:: Source data ::

------------------------------------------------------------------------

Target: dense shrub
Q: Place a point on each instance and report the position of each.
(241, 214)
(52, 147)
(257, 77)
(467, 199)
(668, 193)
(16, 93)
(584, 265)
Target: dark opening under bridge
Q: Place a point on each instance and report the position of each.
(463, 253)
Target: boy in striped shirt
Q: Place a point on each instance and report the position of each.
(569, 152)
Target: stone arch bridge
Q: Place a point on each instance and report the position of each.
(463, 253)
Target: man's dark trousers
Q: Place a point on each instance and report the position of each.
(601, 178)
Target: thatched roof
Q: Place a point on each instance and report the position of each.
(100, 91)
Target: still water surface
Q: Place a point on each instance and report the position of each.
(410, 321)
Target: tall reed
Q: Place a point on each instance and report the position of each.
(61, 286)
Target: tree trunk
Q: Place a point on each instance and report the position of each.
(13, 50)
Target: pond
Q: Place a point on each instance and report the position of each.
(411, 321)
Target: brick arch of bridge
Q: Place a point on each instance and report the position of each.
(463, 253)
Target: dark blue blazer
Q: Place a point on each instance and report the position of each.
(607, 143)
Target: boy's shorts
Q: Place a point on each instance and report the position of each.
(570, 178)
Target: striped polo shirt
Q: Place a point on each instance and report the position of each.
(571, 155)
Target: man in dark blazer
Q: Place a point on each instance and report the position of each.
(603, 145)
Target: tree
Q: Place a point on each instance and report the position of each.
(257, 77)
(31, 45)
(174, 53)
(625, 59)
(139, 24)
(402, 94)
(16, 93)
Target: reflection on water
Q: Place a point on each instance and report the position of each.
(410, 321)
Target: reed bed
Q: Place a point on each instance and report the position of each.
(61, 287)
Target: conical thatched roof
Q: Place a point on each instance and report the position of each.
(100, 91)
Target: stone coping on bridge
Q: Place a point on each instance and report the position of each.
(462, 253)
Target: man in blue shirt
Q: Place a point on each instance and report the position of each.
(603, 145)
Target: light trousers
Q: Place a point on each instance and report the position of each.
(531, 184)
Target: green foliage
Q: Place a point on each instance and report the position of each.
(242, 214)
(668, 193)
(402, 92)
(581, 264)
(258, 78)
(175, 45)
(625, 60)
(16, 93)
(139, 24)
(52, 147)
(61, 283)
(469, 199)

------------------------------------------------------------------------

Rewrite every one of the rows above, swapping "instance" for "occurrence" wherever it occurs and leaving everything else unchanged.

:: OUTPUT BELOW ::
Target: dense shrub
Q: Place a point on each occurrence and report the position of each.
(241, 214)
(52, 147)
(257, 77)
(467, 199)
(668, 193)
(16, 93)
(584, 265)
Target: dark opening under bridge
Q: Place a point on each occurrence and report the position of each.
(463, 253)
Target: boy in striped shirt
Q: Place a point on each occurrence and report the position of each.
(569, 152)
Target: stone arch bridge
Q: Place a point on each occurrence and report the position of each.
(463, 253)
Target: man's dark trousers
Q: Place a point on each occurrence and report the position of each.
(601, 178)
Target: thatched roof
Q: Place a point on each occurrence and report the position of each.
(100, 91)
Target: still water surface
Q: Place a point on each occurrence and report the position of each.
(410, 321)
Target: tall reed
Q: Place a point on each occurrence and report the position of each.
(61, 286)
Target: tree trunk
Q: Place a point on each occurrence and report the position of each.
(13, 50)
Target: pond
Q: Place a point on each occurrence and report the position of each.
(411, 321)
Target: brick arch of bridge
Q: Place a point on each occurrence and report the position of each.
(463, 253)
Target: dark blue blazer
Q: Place a point on each occurrence and report the position of each.
(607, 143)
Target: boy's shorts
Q: Place a point on each occurrence and report the position of each.
(570, 178)
Target: striped polo shirt
Q: Place a point on each occurrence and report the position of each.
(571, 155)
Target: man in dark blazer
Q: Place a point on each occurrence and report the position of each.
(603, 145)
Target: tree
Q: Place a point on each occurrence and report the position of each.
(257, 77)
(31, 45)
(174, 53)
(625, 59)
(139, 24)
(402, 94)
(16, 93)
Target: reflection on water
Q: Place a point on each occurrence and report the position of each.
(410, 321)
Target: reed bed
Q: Place a point on each occurrence and report the position of each.
(61, 287)
Target: conical thatched roof
Q: Place a point on each occurrence and report the position of each.
(100, 91)
Target: stone coping on bridge
Q: Place a point on each occurrence and report the position of each.
(462, 253)
Target: man in blue shirt
Q: Place a point on each occurrence and report the position of each.
(603, 145)
Target: light trousers
Q: Place a point on each occurrence and report the position of each.
(531, 184)
Target: green foliage
Q: Place a point on each occurrence and report the position of each.
(242, 214)
(668, 193)
(402, 92)
(581, 264)
(258, 78)
(175, 45)
(625, 60)
(16, 93)
(139, 24)
(52, 147)
(61, 283)
(469, 199)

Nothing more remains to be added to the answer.